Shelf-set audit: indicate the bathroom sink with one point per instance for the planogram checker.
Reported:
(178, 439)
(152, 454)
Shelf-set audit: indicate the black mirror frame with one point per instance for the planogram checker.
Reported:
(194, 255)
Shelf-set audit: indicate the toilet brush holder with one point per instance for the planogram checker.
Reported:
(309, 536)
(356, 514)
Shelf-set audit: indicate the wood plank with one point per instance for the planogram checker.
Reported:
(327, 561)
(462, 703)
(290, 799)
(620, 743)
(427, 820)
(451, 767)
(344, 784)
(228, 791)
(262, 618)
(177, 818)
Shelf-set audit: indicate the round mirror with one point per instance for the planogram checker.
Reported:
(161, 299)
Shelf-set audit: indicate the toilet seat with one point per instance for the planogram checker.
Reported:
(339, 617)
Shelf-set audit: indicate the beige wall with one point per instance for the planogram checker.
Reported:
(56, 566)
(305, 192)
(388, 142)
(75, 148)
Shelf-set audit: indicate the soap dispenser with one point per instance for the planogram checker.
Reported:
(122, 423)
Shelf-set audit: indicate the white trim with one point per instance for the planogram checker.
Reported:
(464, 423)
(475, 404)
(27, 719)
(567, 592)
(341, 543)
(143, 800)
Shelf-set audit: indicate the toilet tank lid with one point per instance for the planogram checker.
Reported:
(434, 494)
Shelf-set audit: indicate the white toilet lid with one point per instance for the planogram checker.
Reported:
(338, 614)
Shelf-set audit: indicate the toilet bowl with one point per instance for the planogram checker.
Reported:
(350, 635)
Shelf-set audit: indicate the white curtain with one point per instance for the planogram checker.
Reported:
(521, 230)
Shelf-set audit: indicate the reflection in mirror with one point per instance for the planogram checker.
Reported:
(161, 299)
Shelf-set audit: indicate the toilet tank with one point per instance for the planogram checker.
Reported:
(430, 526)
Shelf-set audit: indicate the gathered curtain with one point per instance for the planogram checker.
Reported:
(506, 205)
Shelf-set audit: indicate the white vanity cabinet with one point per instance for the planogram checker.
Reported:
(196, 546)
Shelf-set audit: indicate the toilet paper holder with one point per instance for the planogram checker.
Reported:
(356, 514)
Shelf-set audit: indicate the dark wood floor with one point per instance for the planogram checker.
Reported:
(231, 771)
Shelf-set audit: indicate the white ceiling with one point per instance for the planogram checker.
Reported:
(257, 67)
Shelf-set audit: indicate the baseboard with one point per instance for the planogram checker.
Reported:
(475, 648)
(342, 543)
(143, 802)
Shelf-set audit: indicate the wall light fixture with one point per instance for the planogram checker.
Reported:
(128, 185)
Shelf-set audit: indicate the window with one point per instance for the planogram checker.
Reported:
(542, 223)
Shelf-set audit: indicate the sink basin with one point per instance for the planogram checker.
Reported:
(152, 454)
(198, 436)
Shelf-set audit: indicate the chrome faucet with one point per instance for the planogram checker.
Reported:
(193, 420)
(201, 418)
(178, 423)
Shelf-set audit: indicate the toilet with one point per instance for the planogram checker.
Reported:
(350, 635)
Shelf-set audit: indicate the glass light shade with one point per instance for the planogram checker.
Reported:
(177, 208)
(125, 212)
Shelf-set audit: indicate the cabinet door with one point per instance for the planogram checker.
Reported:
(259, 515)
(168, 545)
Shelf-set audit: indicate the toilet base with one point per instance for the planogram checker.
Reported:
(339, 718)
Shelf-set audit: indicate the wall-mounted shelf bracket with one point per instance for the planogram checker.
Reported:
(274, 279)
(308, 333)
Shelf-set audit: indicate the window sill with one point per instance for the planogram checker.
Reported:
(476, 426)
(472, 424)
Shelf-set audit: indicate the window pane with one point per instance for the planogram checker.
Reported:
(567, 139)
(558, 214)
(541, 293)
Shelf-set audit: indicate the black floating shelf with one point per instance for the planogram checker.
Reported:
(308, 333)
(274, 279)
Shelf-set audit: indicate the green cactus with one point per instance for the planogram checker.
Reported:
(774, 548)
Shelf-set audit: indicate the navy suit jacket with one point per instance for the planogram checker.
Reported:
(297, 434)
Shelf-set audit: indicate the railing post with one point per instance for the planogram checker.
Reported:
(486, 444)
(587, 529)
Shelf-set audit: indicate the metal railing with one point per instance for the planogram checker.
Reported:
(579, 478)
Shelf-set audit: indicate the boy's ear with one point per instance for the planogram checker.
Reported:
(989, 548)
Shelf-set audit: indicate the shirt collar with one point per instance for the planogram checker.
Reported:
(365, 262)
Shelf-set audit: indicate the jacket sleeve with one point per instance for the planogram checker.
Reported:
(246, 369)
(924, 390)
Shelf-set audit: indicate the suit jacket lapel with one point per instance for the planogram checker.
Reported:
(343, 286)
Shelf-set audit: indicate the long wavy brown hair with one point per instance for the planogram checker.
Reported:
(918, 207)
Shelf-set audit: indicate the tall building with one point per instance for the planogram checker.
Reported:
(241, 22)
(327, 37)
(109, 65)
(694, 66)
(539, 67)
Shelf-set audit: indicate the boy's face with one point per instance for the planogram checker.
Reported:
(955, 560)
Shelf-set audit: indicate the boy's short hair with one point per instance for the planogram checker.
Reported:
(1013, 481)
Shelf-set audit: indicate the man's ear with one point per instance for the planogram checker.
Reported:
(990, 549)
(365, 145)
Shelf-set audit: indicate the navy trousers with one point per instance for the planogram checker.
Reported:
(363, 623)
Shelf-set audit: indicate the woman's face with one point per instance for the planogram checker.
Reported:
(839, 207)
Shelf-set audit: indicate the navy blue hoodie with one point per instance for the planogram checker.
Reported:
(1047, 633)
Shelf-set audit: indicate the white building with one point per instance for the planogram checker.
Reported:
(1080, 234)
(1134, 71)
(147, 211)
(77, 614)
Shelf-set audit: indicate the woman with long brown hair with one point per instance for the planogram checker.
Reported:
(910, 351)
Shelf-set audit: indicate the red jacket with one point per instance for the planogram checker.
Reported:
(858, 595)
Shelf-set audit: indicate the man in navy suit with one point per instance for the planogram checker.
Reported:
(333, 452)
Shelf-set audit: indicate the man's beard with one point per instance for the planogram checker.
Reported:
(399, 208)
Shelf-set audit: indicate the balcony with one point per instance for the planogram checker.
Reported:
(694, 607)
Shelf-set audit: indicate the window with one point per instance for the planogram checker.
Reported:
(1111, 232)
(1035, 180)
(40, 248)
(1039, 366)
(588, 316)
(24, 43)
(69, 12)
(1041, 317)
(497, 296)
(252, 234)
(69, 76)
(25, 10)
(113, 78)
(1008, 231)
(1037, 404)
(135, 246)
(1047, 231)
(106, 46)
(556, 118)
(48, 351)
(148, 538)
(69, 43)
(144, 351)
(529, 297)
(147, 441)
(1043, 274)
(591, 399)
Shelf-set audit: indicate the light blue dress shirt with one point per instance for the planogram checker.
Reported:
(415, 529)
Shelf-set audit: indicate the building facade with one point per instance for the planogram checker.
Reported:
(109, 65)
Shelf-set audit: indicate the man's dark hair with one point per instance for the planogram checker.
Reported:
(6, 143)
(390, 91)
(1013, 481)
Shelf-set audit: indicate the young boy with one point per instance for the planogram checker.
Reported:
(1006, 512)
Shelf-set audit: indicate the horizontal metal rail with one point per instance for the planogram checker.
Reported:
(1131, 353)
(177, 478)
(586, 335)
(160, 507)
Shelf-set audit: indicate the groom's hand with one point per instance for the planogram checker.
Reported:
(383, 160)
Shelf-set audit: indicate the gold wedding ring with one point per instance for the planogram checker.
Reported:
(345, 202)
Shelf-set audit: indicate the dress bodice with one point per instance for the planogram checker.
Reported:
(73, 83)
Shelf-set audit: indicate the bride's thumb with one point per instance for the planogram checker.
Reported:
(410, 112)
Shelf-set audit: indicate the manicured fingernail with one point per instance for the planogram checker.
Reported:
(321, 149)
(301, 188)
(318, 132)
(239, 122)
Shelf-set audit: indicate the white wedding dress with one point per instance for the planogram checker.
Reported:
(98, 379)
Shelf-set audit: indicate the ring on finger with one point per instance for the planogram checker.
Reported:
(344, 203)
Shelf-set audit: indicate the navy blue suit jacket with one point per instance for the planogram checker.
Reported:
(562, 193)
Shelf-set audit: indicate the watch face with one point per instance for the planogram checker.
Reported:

◆ ◆ ◆ ◆ ◆ ◆ ◆

## WHAT YOU HAVE TO DO:
Copy every line in the listing above where the string "metal" turns up.

## OUTPUT OF THE TASK:
Shelf-set audit: indicate the metal railing with one point per instance for the planogram checker.
Shelf-set audit: indicate the horizontal metal rail with one point per instance for the planogram checker.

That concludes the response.